As the amount of data rapidly increases, tools for image optimization become crucial for data storage and transfer. Currently, there are a variety of image compression and decompression techniques. But how can you ensure that your solution really meets all your customers’ needs?
In this article, we discuss approaches to image encoding and decoding and share our experience testing a client’s image compression application based on the Good, Fast Wavelet Codec (GFWX).
This article will be helpful for testers and developers who are working on image processing software based on similar open source projects and who would like some tips for better image encoding and decoding.
To begin, what’s image compression and decompression?
Image compression is the process of reducing the size of a digital image, typically to reduce the cost for storage or transmission. From a mathematical point of view, it’s the process of transforming a two-dimensional pixel array into an uncorrelated data set.
Image encoding is possible due to the presence of redundant information in an image. This redundant data includes information about pixels that are nearly identical to their neighbors. During compression, the number of nearly identical pixels can be reduced while maintaining the original resolution and keeping the quality close to that of the source image.
During the encoding process, the following kinds of redundancies can be removed:
- Coding redundancies, which occur when some pixel values are repeated
- Inter-pixel redundancies, including data for neighboring pixels with almost the same value
- Psychovisual redundancies, which occur when an image contains combinations of colors that the human eye can’t distinguish simultaneously
In contrast, image decompression is the process of decoding an image to reconstruct the source image from its compressed version. The choice of decoding algorithm is determined by the method used to encode the image. The process of image decoding is usually started automatically by a decoder when a file is opened or run.
+-------+
## [Exercise requirements]
In the text on image compression, rewrite the paragraph beginning "Image encoding is possible" more briefly, keeping its main facts.
+-------+
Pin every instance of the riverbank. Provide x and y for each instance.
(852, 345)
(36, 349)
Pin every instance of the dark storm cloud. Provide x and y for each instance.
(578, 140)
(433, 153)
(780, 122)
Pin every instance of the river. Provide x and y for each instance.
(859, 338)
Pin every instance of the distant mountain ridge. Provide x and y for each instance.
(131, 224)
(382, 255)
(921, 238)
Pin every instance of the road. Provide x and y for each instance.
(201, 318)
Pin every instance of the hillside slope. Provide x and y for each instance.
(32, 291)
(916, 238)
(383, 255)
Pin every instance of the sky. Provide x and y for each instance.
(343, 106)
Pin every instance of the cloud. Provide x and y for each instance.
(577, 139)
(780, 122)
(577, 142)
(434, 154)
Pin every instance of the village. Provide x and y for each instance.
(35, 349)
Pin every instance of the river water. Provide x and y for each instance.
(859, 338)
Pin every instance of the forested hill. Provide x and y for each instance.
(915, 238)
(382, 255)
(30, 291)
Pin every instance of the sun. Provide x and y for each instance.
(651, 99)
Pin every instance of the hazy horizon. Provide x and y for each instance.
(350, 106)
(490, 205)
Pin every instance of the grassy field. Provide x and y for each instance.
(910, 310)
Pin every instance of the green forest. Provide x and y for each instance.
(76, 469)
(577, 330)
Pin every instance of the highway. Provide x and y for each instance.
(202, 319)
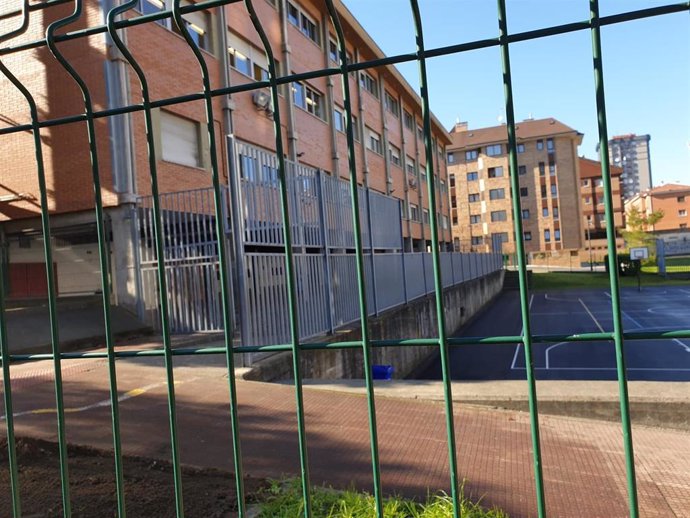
+-------+
## [Response to this exercise]
Image encoding works because images contain redundant information, such as pixels nearly identical to their neighbors. Compression reduces the number of these pixels while preserving the original resolution and keeping quality close to the source image.